== Given records

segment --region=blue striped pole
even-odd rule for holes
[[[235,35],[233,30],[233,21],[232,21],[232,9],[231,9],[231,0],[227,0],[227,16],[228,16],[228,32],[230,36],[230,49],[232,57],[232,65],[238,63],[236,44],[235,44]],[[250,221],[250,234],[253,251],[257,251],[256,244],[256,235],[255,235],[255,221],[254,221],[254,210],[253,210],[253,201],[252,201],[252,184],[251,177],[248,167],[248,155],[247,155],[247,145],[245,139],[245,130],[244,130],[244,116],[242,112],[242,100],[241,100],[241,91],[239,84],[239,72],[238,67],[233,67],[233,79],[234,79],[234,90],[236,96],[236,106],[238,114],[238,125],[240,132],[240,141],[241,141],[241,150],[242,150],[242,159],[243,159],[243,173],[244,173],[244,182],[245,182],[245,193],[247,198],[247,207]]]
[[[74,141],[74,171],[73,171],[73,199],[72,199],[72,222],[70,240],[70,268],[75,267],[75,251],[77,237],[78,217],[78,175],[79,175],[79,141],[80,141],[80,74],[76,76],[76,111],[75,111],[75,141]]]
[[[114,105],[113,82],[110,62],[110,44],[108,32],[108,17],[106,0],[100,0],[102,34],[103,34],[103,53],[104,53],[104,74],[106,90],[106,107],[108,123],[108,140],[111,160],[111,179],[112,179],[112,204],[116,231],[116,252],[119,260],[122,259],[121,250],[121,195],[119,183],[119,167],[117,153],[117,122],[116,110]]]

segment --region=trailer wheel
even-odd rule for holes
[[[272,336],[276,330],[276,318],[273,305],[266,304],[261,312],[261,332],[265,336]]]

====
== Given records

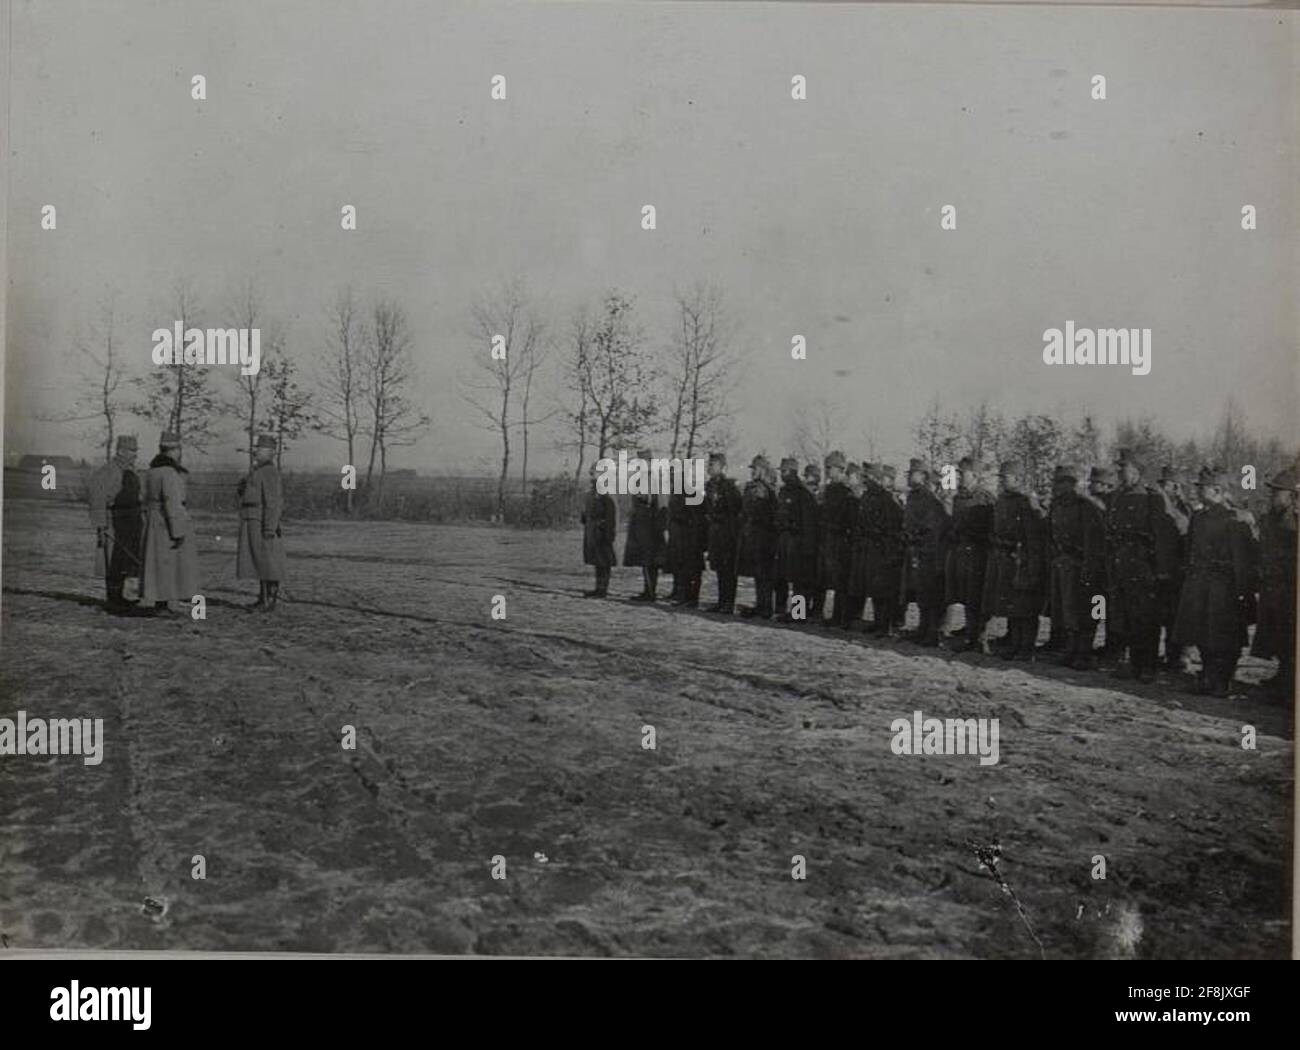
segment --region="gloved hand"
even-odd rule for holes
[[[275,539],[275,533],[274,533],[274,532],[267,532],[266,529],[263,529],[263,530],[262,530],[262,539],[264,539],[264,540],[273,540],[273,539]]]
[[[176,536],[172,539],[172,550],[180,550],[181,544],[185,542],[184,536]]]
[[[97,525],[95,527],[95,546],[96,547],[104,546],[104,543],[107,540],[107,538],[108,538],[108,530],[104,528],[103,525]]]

====

* What the exercise asks: Every line of the entries above that holds "region" should be copied out.

* Exercise answer:
segment --region=blue striped pole
segment --region=trailer wheel
segment --region="gloved hand"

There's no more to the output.